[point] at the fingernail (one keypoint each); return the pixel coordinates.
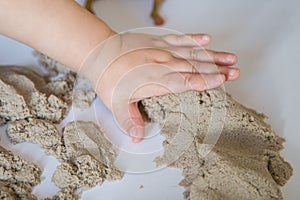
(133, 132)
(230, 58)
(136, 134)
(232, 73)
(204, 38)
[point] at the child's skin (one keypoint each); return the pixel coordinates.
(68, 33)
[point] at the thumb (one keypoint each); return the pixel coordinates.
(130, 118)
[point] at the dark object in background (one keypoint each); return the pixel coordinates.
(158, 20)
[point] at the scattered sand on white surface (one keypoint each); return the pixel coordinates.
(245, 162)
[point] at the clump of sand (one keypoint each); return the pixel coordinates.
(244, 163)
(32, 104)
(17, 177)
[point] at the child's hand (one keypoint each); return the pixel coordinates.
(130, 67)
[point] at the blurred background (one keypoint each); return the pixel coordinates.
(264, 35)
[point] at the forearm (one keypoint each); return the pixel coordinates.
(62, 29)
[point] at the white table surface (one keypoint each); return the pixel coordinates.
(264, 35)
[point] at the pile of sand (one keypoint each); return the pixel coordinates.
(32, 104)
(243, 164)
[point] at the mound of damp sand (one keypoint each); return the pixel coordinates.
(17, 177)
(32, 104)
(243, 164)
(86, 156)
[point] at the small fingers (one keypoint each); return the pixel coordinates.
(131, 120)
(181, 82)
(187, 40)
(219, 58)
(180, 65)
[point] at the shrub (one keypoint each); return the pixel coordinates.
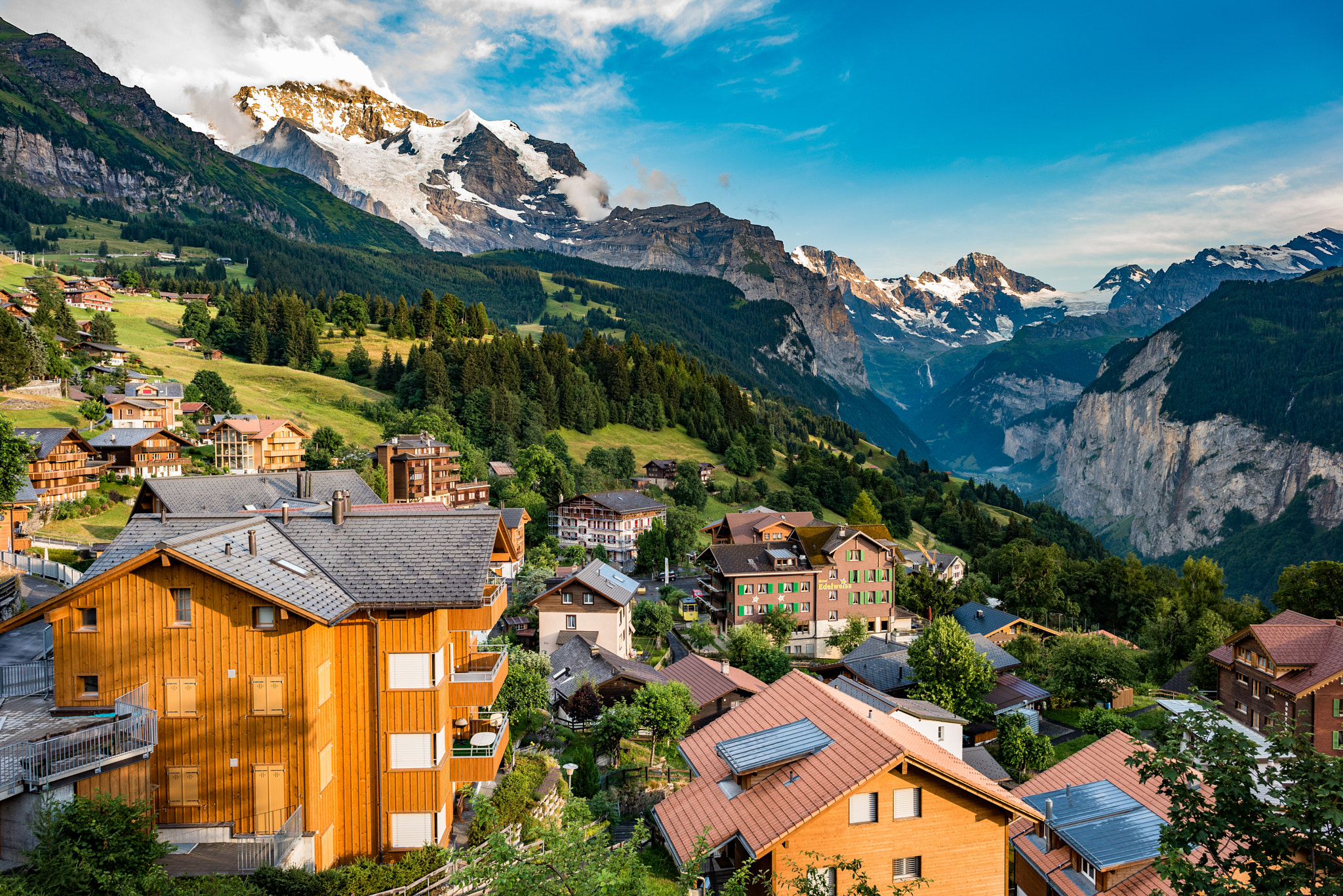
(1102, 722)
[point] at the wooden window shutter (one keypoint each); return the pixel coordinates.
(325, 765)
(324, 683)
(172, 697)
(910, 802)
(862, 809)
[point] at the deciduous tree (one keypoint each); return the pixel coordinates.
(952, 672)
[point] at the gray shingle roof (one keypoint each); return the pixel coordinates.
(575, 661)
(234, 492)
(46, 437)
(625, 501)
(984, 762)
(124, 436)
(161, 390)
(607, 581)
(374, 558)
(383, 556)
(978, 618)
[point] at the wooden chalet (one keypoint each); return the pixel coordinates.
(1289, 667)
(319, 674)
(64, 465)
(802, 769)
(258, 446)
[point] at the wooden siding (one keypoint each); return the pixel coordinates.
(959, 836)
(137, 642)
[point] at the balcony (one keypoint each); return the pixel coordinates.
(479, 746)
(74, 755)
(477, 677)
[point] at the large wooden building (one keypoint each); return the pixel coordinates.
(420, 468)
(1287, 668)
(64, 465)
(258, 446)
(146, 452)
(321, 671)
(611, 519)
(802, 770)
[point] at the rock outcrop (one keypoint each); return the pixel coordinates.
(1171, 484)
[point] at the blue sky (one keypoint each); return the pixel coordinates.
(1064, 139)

================================

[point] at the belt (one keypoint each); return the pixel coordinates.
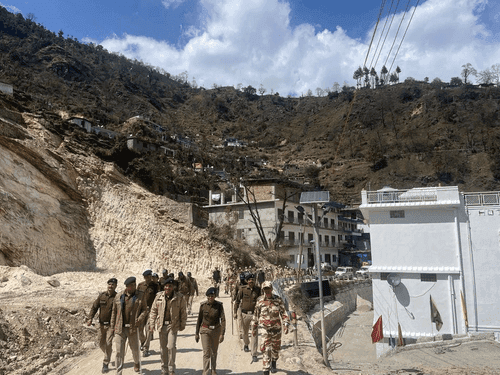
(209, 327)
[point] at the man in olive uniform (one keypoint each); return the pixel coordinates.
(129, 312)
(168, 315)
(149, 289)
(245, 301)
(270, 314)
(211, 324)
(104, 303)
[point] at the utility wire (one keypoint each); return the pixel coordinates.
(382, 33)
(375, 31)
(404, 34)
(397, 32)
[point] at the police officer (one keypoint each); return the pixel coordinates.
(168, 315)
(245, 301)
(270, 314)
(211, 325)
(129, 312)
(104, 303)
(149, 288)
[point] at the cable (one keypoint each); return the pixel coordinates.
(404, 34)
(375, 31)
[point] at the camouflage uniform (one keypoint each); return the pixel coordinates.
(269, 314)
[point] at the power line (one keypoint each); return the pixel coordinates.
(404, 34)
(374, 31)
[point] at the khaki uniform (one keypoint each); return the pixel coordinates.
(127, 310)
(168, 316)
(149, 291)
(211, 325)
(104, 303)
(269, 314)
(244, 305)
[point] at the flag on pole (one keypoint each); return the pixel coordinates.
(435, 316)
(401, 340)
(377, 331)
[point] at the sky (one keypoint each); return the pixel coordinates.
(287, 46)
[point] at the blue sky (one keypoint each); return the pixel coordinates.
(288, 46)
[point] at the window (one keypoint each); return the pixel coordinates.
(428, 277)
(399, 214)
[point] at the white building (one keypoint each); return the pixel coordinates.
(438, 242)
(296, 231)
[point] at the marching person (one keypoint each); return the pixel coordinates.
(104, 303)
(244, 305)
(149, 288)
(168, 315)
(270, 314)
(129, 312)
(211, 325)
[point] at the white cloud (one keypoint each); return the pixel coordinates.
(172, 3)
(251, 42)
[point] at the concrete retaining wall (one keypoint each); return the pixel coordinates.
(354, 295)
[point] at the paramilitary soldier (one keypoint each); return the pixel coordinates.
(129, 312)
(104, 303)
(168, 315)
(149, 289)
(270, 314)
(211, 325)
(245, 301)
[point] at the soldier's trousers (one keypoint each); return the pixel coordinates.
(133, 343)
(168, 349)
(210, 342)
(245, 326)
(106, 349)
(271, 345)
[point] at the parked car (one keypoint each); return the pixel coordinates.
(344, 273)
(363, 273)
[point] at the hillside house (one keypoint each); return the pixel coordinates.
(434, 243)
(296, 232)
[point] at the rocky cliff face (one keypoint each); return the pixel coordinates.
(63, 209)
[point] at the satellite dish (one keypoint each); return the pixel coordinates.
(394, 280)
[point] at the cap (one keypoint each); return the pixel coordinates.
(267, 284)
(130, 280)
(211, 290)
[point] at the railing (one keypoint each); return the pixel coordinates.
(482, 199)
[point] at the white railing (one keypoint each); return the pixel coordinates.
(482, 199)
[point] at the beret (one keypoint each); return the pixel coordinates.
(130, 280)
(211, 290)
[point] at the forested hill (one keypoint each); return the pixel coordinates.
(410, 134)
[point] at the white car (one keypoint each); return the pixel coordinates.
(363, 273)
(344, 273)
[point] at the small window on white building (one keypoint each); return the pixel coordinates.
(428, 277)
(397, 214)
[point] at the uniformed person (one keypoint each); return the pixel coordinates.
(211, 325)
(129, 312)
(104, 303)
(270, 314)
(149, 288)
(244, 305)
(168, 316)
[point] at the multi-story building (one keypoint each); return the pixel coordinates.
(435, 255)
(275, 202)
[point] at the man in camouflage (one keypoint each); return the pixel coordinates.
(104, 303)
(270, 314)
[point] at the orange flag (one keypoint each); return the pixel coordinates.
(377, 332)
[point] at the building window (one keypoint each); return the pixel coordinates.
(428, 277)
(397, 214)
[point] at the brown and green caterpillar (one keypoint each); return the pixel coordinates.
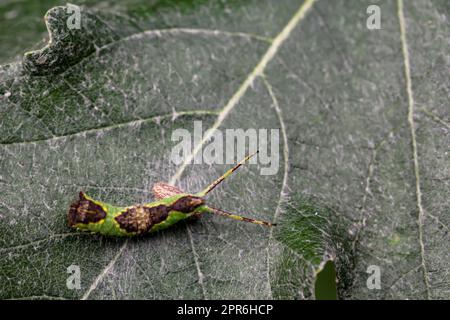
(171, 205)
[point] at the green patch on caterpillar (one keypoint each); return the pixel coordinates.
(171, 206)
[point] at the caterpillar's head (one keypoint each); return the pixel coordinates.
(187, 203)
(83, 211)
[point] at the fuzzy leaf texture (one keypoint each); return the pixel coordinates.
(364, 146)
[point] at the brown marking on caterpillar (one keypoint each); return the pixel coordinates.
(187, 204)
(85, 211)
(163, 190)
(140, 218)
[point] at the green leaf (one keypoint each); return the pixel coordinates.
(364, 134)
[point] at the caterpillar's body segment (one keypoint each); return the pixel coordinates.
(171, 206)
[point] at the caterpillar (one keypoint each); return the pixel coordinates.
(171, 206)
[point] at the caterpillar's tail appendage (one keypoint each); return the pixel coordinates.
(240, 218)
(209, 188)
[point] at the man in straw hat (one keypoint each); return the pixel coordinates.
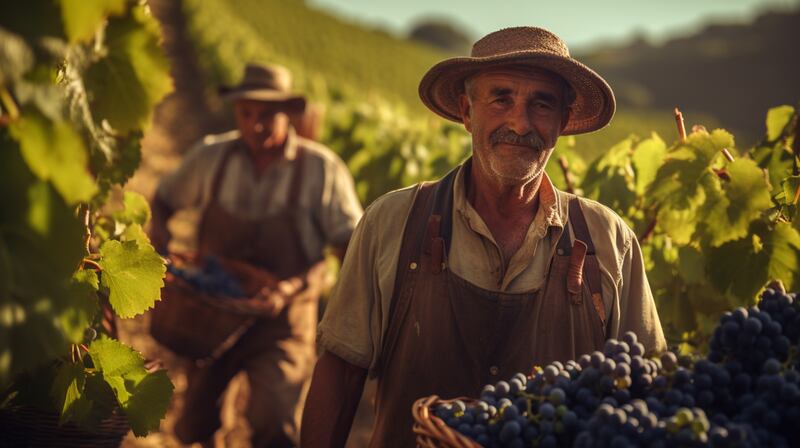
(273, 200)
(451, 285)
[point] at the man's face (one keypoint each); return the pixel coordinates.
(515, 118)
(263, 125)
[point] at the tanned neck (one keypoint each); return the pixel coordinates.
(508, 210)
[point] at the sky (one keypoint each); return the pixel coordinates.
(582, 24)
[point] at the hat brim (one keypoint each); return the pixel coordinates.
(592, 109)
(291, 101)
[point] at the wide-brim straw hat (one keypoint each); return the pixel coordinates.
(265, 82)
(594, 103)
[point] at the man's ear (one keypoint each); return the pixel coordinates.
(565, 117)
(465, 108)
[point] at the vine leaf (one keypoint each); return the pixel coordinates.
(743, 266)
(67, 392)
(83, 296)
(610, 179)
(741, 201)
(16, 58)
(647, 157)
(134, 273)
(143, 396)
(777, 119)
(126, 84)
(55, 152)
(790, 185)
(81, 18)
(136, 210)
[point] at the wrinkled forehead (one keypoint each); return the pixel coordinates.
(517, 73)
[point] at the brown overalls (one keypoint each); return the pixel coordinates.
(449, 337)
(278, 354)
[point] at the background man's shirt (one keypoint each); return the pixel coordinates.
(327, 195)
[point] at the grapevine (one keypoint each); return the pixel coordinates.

================================

**Description of the task:**
Can you write out again the records from the line containing "[point] at the man's face" through the line containing "[point] at the grapevine", both of those lines and every request between them included, with each coordinate in the answers offset by adding 53?

**Problem solution:**
[point] at the man's face (one keypoint each); return the pixel coordinates.
(568, 171)
(316, 178)
[point] at the tanned neck (one keypoint each); return the pixel coordinates.
(561, 263)
[point] at the sky (one keypoint each); return the pixel coordinates.
(635, 77)
[point] at the hat brim (one keypoint each); return the pixel coordinates.
(645, 162)
(344, 154)
[point] at the wide-brim straw hat (one keypoint each); return the pixel coordinates.
(318, 135)
(647, 156)
[point] at the man's ear (one keypoint each); return the pixel coordinates.
(618, 170)
(518, 161)
[point] at the vine leaf (one keypoint each); return the pixel coordinates.
(796, 319)
(120, 445)
(136, 349)
(663, 232)
(794, 254)
(69, 111)
(700, 210)
(187, 326)
(196, 449)
(830, 172)
(179, 137)
(108, 205)
(843, 238)
(134, 71)
(189, 263)
[point] at the wrinkled forehead (one keypoint each); return the pixel coordinates.
(570, 126)
[point] at the brown overalls (one keypoint each); return the pixel coordinates.
(502, 390)
(331, 407)
[point] at the background man's shirt (one keypoint each); return the pixel coordinates.
(380, 248)
[point] at the grapevine (one keypoint each); return the pixel coordinates.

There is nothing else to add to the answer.